Now take the switch and hook about six inches of three colored wires to it. I hooked red to the center lead, then I flipped the switch body so it's perpendicular to the board. I hooked black to the top lead and green to the bottom.

While you're at it, let's prepare the switch to be mounted in the SC case. It should have a large flat washer and a smaller star washer. Remove all the hardware from the switch body, then place the flat washer on followed by the star washer and one of the nuts. Leave the nut loose until you have the wires connected to the switch.

Once the wires are connected, lay the switch and the SC board back into the case. Cut the red wire so that its long enough to solder to the remaining anode. Strip and solder it there.

Cut the green wire so that it can reach pin 13 of the component bank at U6. You can sloder to the component's lead if you wish. Strip and solder.

Cut the black wire long enough to reach pin 27 of U5. Once again, strip and solder.

 

Now for the testing:

 

With all of that done, you're ready to test the mods. Plug in the Supercharger, then connect the fluke leads on either side of the resistor so that the black lead is hooked near U3 and the red near U5. Set the fluke to measure DC volts, then hit the Atari's power. You do not need to set DevOS to play a 2600 game, just hit the power. (If you don't know what DevOS is, then you don't have to worry about this.)

The Supercharger will power up. If the screen is normal, then everything is good so far. Check the voltage on the fluke. If it's between 0 and 2.5, then you're good. If the screen is NOT normal, then the voltage you're measuring is probably too high. Take another 20K resistor from the pack and solder it in parallel to the first one. I literally mean that, solder them so that it looks like current should flow through BOTH resistors (because if you do this right, it will). Try it again. The voltage should be lower this time, too.

THE DATA
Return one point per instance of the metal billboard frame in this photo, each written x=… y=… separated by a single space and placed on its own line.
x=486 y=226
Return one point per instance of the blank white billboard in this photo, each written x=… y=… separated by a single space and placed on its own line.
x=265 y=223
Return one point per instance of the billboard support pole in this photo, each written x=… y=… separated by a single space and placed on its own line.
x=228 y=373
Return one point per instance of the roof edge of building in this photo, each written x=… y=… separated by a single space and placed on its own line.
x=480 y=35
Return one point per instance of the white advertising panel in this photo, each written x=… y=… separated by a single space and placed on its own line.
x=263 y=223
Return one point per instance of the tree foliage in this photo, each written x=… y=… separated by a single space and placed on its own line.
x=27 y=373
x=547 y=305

STATED PROBLEM 1
In the Supercharger wiring instructions, which pin of U5 should the black wire reach?
STATED PROBLEM 2
Put the records from the line containing "Return one point per instance of the tree" through the end of the records, inclusive, into a two-column CSV with columns request and points. Make one row per request, put each value in a single quoted field, and replace line breaks with spaces.
The records have no connection to the wiring text.

WRITTEN REPLY 1
Pin 27 of U5.

WRITTEN REPLY 2
request,points
"Return one point per instance of the tree foliage in this photo, each written x=… y=… separated by a single space and placed on its own line.","x=27 y=373 x=547 y=305"